━━━ Extract to read

Skip to content
New issue

Have a question about this project? Sign up for a free GitHub account to open an issue and contact its maintainers and the community.

By clicking “Sign up for GitHub”, you agree to our terms of service and privacy statement. We’ll occasionally send you account related emails.

Already on GitHub? Sign in to your account

Support Posix Shared Memory across containers in a pod #28272

Open
CsatariGergely opened this issue Jun 30, 2016 · 95 comments
Open

Support Posix Shared Memory across containers in a pod #28272

CsatariGergely opened this issue Jun 30, 2016 · 95 comments
Assignees
Labels
kind/feature Categorizes issue or PR as related to a new feature. sig/node Categorizes an issue or PR as relevant to SIG Node. triage/accepted Indicates an issue or PR is ready to be actively worked on.

Comments

@CsatariGergely
Copy link

Docker implemented modifiable shmsize (see 1) in version 1.9. It should be possible to define the shmsize of a pod on the API and Kubernetes shall pass this information to Docker.

@Random-Liu
Copy link
Member

Random-Liu commented Jun 30, 2016

Also ref #24588 (comment), in which we also discussed whether we should expose shmsize in pod configuration.

@janosi
Copy link
Contributor

janosi commented Jun 30, 2016

I am not sure I can see that discussion in that issue about exposing ShmSize on the Kubernetes API :( As I understand, that discussion is about how to use the Docker API after it introduced the ShmSize attribute.

━━━━━━

* Directions: According to the GitHub issue about POSIX shared memory above, which Docker version introduced modifiable shmsize?

━━━ Data supplied

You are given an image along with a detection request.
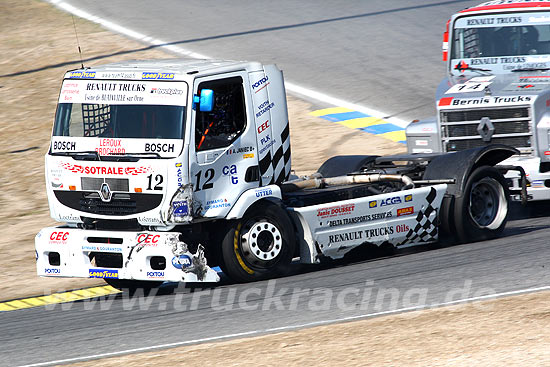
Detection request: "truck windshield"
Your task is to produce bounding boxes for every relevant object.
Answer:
[450,12,550,70]
[53,103,185,139]
[53,79,187,139]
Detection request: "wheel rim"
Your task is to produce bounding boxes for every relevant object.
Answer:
[469,177,508,229]
[240,220,283,267]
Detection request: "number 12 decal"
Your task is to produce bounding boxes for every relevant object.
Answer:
[195,168,216,192]
[147,175,164,190]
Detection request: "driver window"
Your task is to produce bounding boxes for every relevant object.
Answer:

━━━━━━

* Output: Version 1.9